• Items from a dataset
-*-
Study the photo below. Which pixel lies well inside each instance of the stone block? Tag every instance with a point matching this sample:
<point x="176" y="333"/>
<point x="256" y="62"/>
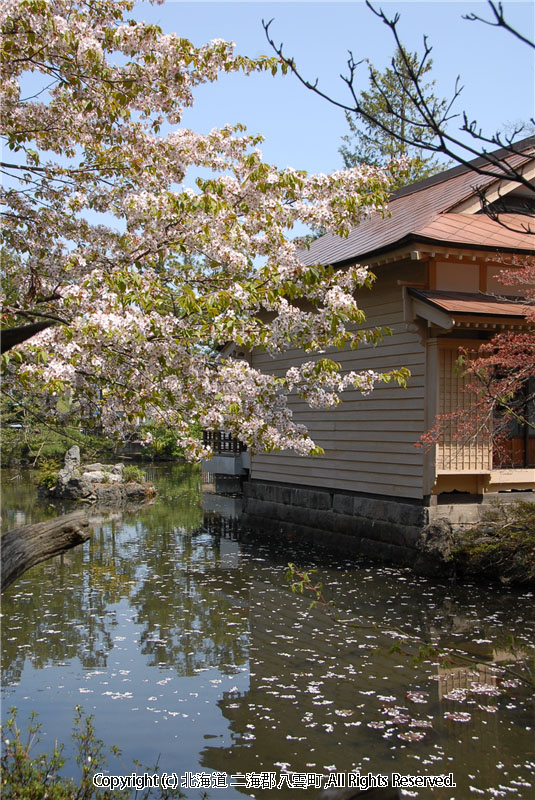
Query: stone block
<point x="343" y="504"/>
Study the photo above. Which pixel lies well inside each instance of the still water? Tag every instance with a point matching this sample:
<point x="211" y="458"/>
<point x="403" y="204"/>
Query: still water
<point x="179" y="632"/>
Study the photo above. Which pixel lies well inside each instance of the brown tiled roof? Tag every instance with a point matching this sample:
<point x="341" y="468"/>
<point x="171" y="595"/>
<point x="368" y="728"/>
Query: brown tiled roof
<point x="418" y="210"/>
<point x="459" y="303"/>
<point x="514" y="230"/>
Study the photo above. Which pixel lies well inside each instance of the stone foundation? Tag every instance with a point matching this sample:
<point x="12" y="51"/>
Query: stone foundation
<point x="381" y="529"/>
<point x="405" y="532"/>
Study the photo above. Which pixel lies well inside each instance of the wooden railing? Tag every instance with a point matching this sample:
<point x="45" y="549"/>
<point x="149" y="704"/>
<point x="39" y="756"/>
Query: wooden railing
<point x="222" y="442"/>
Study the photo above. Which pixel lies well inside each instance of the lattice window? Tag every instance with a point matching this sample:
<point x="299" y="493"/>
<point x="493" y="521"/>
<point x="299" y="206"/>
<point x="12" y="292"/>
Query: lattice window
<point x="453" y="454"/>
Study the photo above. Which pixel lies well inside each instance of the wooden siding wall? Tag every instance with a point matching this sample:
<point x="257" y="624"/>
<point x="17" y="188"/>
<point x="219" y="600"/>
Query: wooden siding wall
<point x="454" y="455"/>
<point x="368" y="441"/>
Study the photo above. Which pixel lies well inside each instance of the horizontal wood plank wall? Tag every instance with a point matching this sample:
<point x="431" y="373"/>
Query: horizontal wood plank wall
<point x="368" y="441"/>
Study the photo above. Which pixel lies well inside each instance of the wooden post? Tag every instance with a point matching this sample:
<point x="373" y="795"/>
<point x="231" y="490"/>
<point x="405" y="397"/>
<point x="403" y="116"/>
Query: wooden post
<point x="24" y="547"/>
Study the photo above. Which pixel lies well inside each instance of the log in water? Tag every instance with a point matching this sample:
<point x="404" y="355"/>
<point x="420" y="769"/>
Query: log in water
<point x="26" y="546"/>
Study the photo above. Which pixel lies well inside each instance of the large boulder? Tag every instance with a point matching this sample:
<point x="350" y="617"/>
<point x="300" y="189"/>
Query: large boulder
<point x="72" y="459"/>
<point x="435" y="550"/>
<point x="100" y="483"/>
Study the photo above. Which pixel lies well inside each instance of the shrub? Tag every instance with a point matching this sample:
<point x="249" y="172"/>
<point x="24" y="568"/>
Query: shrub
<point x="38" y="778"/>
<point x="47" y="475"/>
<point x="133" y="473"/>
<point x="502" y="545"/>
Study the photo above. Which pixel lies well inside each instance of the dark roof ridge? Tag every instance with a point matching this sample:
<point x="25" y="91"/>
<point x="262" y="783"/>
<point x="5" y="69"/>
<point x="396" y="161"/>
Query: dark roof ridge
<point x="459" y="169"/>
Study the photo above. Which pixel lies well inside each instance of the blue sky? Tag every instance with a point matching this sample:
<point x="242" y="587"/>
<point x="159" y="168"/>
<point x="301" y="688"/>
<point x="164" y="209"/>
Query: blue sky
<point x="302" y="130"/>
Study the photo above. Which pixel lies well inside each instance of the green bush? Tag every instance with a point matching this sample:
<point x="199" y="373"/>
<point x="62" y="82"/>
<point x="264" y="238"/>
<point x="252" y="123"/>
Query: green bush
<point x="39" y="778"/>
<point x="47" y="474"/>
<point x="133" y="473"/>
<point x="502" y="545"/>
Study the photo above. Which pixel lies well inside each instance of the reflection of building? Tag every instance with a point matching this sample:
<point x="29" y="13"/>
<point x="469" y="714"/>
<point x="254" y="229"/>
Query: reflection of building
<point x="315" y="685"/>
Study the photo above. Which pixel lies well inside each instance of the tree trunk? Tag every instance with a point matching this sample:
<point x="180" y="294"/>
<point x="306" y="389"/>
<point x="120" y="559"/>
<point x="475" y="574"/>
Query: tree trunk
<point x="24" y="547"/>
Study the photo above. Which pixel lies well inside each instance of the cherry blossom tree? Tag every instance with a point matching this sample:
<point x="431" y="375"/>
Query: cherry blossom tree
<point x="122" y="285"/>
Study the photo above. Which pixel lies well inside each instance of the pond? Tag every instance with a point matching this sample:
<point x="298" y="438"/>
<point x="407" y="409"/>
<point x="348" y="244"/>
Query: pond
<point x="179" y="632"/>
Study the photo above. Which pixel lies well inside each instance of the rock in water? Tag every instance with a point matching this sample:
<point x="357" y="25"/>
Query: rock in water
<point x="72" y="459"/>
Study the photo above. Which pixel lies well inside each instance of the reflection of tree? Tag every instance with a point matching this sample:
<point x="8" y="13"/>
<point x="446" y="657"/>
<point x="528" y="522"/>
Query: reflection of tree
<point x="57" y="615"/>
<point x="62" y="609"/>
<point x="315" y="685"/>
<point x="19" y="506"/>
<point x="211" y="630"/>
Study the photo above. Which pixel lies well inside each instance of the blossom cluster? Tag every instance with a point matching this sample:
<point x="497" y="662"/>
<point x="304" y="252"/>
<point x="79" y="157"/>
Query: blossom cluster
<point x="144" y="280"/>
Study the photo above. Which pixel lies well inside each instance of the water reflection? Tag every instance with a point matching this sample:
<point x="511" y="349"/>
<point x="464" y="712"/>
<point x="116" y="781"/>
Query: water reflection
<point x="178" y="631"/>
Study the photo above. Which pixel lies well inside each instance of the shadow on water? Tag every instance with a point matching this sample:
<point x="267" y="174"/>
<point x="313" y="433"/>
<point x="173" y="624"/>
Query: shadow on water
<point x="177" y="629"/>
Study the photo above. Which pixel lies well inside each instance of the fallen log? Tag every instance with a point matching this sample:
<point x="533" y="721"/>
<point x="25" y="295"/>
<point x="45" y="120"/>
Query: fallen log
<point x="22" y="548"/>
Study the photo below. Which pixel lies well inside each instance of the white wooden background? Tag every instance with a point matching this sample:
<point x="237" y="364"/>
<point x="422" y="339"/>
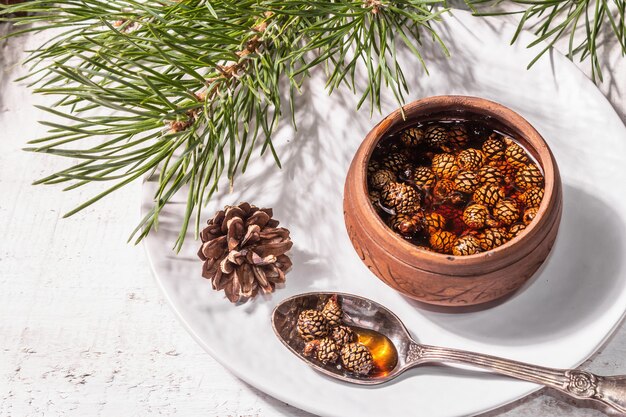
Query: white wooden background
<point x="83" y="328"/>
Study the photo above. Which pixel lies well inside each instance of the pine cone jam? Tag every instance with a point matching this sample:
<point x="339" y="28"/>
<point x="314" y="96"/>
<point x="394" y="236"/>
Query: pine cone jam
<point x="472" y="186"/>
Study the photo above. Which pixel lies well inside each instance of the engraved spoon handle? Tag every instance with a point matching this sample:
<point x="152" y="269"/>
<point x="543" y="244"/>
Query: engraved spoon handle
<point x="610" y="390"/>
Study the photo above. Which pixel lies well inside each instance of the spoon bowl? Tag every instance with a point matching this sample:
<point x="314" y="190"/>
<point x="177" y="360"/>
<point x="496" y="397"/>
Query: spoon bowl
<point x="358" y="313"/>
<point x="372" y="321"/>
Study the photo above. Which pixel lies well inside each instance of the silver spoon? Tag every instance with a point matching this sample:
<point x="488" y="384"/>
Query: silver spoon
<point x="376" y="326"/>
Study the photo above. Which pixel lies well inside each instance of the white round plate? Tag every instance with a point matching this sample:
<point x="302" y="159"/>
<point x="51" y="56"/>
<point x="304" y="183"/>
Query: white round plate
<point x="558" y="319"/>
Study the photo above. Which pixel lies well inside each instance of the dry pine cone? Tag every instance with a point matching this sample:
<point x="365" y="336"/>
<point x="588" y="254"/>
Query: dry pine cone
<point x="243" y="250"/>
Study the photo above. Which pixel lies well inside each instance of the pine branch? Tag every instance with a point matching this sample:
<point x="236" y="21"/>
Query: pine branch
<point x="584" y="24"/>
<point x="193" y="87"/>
-*-
• Exercise aim
Within the entries above, find every line where the string "below" occurs, and copy it.

• Reply
Study the photo below. Which pixel lies well inside each instance of the stone block? Tag every instance with a point matching this sample:
Study the photo below. Which pixel lies well inside each instance of the white wooden background? Tag every instance with a point matching this sample:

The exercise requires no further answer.